## O QUE SE PEDE
a. Transcreva, do texto sobre a letalidade policial no Rio de Janeiro, o trecho que se inicia nas palavras "Violência policial e" e se encerra em "disse a advogada.".
b. Por favor, prossiga o texto sobre a letalidade policial no Rio de Janeiro a partir da última frase apresentada.

## TEXTO FORNECIDO
<<<<

A representante do ISER também ressaltou que, em 24 de setembro de 2019, foi publicado o Decreto 46.775, assinado pelo então governador Wilson Witzel, que não contabilizaria as mortes decorrentes de intervenção policial para o sistema de metas da corporação.
“A publicação desse decreto ocorreu três dias após a morte da menina Ágatha Felix, assassinada por agentes da Polícia Militar no Complexo do Alemão. No entanto, a decisão de 18 de agosto de 2020 deste Tribunal, no âmbito da ADPF 635, acertadamente suspendeu a eficácia do mencionado decreto”, relatou.
Isabel também chamou atenção para o Plano de Segurança Pública, lançado no ano passado pelo Governo do Estado do Rio de Janeiro, que não contou com a participação da sociedade civil em sua elaboração e não possui menção à medidas de redução da letalidade policial.
“Essas ações, que se articulam entre si, implicam o recrudescimento da já insustentável situação de letalidade violenta no Estado”, destacou.
Segundo o Instituto de Segurança Pública do Rio, em 2019, o número de pessoas vítimas da letalidade violenta foi de 5.980 no Rio de Janeiro. Dessas, 1814 pessoas morreram devido à intervenção de agentes do Estado, o que representa cerca de 30% do total. É o número mais alto em 20 anos. Considerando o perfil das vítimas, a quase totalidade é de jovens negros.
Violência policial e Covid-19
A intervenção do ISER somou-se à manifestação de movimentos de favela participantes da audiência, denunciando que as operações policiais também interrompem ações de ajuda humanitária, como a distribuição de cestas básicas e impedem que moradores consigam buscar assistência médica, quando em situação grave de saúde, no contexto da pandemia de Covid-19.
“É também necessário salientar o crescente impacto na saúde física e mental de crianças e adolescentes, ante ao cenário aterrador das violações decorrentes da atuação policial, que ou mata futuros ou produz futuros marcados pela expectativa de sofrer graves violações de direitos humanos”, disse a advogada.

>>>>

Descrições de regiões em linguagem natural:
<<<<

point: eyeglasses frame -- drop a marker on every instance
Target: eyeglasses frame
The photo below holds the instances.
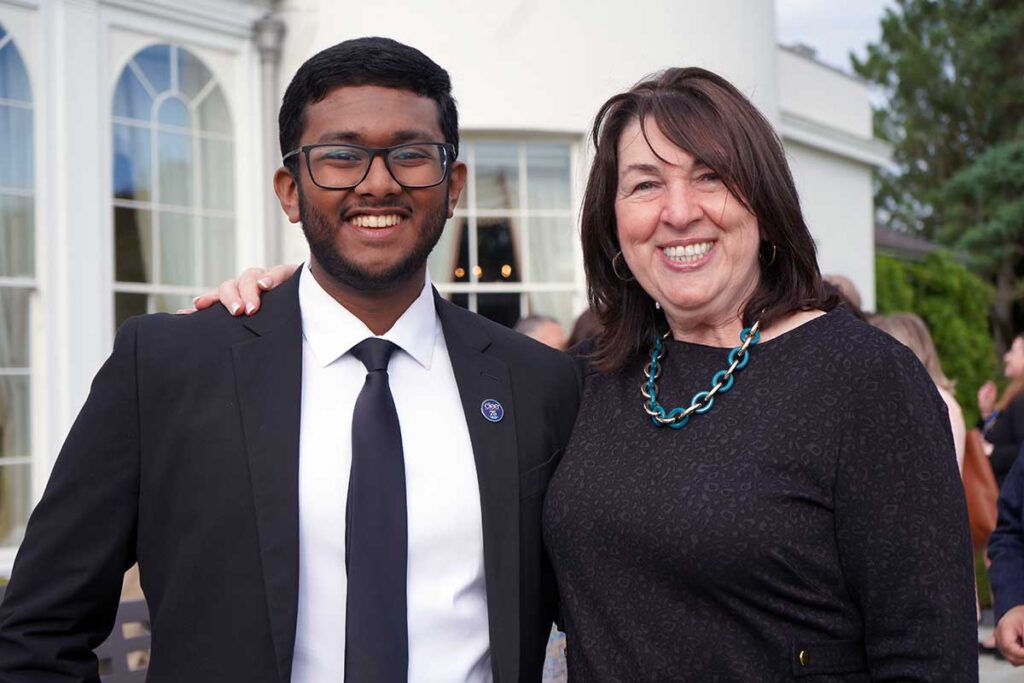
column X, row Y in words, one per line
column 450, row 159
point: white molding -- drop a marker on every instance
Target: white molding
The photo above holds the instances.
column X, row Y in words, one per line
column 235, row 18
column 869, row 152
column 27, row 4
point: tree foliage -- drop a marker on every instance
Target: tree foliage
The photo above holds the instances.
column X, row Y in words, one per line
column 951, row 73
column 954, row 303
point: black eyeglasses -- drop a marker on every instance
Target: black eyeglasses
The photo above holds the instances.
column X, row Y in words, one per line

>>>>

## RESPOSTAS POR ITEM
a.
Violência policial e Covid-19
A intervenção do ISER somou-se à manifestação de movimentos de favela participantes da audiência, denunciando que as operações policiais também interrompem ações de ajuda humanitária, como a distribuição de cestas básicas e impedem que moradores consigam buscar assistência médica, quando em situação grave de saúde, no contexto da pandemia de Covid-19.
“É também necessário salientar o crescente impacto na saúde física e mental de crianças e adolescentes, ante ao cenário aterrador das violações decorrentes da atuação policial, que ou mata futuros ou produz futuros marcados pela expectativa de sofrer graves violações de direitos humanos”, disse a advogada.

b.
Confira a íntegra da manifestação do ISER na audiência
Revitimização
A manifestação do ISER chamou atenção para os casos de recorrente violência contra algumas localidades do Rio, como as chacinas na favela Nova Brasília, em 1994 e 1995, e outra em 2020, também no Complexo do Alemão.
“Esse cenário de revitimização não é exclusivo das vítimas do Caso Favela Nova Brasília, pelo contrário, infelizmente casos de famílias que perdem mais de um membro para a violência de Estado são assustadoramente frequentes”, afirmou.
Nesse sentido, o Napave, equipe que trabalha em parceria com o ISER e que presta atendimento psicossocial à pessoas afetadas pela violência de Estado, relata que, em 2020, pacientes que já haviam encerrado seus atendimentos voltaram a procurar o projeto por terem sido, novamente, vítimas diretas da violência, tendo familiares mortos ou torturados pelo braço armado do Estado.
Histórico
Desde sua fundação, em 1970, o ISER atua no campo dos Direitos Humanos. Na agenda de segurança pública, foi uma das primeiras organizações dessa agenda, no Rio de Janeiro, na década de 90.
O ISER possui atuação pautada no enfrentamento à violência de Estado, reconhecendo o histórico de violências que molda a história do nosso país, e na manutenção de sistemáticas violações de direitos. Além de atuar como amicus curiae na ADPF 635, é organização co-peticionária do Caso Favela Nova Brasília, no âmbito do Sistema Interamericano de Direitos Humanos, em conjunto com Centro pela Justiça e o Direito Internacional (CEJIL).